===== RAW DATA

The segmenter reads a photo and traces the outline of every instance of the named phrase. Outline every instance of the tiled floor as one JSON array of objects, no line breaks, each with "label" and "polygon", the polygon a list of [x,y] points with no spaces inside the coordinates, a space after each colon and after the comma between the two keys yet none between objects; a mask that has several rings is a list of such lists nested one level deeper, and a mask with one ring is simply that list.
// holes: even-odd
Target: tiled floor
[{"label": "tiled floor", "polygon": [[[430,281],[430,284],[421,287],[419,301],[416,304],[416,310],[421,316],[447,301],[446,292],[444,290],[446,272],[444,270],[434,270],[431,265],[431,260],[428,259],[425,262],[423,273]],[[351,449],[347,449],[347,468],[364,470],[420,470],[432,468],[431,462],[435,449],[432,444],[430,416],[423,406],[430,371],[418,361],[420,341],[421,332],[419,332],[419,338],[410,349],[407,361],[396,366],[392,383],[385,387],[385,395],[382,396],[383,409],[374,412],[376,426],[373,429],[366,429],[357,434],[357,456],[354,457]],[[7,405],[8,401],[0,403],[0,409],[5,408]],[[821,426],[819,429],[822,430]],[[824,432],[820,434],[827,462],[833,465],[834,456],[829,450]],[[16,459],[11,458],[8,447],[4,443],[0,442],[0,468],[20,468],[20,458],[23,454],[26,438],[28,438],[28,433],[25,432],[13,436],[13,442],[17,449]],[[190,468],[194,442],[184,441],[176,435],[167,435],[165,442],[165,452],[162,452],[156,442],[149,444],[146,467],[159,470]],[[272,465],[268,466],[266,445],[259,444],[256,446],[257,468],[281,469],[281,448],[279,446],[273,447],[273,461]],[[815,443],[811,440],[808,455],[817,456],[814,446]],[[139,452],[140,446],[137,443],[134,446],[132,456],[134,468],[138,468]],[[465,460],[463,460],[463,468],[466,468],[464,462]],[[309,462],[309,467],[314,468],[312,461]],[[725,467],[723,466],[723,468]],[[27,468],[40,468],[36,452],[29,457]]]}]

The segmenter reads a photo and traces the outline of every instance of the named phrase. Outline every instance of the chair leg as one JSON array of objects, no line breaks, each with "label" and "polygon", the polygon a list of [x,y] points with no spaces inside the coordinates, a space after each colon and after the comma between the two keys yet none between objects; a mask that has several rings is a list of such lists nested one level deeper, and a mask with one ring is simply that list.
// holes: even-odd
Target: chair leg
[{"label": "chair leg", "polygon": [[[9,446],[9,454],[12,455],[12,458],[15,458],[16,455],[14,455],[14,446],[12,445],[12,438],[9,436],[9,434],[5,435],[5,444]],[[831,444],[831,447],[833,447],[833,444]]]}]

==========

[GIVEN TASK]
Every record above must be duplicated exactly.

[FINISHED ANSWER]
The segmenter reads a photo and traces the outline of every instance of the named phrase. Outline every instance of the tiled floor as one JSON array of objects, no line breaks, each with "label" and "polygon", the polygon a list of [x,y] points with no spaces inside the coordinates, a space after each colon and after the comma between the two keys yet none between objects; a mask that has several rings is a list of such lists nested one level deeper, and a mask with one ring is simply that list.
// holes: even-odd
Target: tiled floor
[{"label": "tiled floor", "polygon": [[[430,281],[430,284],[421,287],[419,301],[416,304],[416,310],[421,316],[447,301],[446,292],[444,290],[446,272],[444,270],[434,270],[431,265],[431,260],[428,259],[425,262],[423,273]],[[351,449],[347,449],[347,468],[364,470],[420,470],[432,468],[431,462],[435,449],[432,444],[430,416],[423,406],[430,371],[418,361],[420,341],[421,332],[419,332],[419,338],[410,349],[407,361],[396,366],[392,383],[385,387],[385,395],[382,396],[383,409],[374,412],[376,426],[373,429],[366,429],[357,434],[357,456],[354,457]],[[7,405],[8,401],[0,403],[0,409],[5,408]],[[821,426],[819,429],[822,430]],[[824,432],[820,434],[827,462],[833,465],[834,456],[829,450]],[[16,459],[11,458],[8,447],[4,443],[0,442],[0,468],[20,468],[20,458],[23,454],[26,438],[28,438],[28,433],[25,432],[13,436],[13,442],[17,449]],[[190,468],[194,442],[184,441],[176,435],[167,435],[165,442],[165,452],[162,452],[156,442],[149,444],[146,467],[159,470]],[[272,465],[268,466],[266,445],[259,444],[256,446],[257,468],[281,469],[281,448],[279,446],[273,447],[273,461]],[[815,443],[811,440],[808,455],[817,456],[814,446]],[[139,452],[140,446],[137,443],[134,446],[132,456],[134,468],[138,468]],[[465,460],[463,460],[463,468],[466,468],[464,462]],[[309,462],[309,467],[314,468],[312,461]],[[725,467],[723,466],[723,468]],[[27,468],[40,468],[36,452],[29,457]]]}]

The segmenter reads a photo and traces the outline of every instance of the named phrase. Outline every instance of the chair leg as one JSON array of objects, no line breaks, each with "label" and "polygon", the polygon a list of [x,y] points with no spaces inside the coordinates, a space after each colon and after the comma between the two keys yet none between objects; a mask that has several rings is a list of such lists nested one level deeper, and a mask with one ring is simply that list.
// holes: even-odd
Target: chair leg
[{"label": "chair leg", "polygon": [[[9,446],[9,454],[12,455],[12,458],[15,458],[16,455],[14,455],[14,446],[12,445],[12,438],[9,436],[9,434],[5,435],[5,444]],[[831,444],[831,447],[833,447],[833,444]]]}]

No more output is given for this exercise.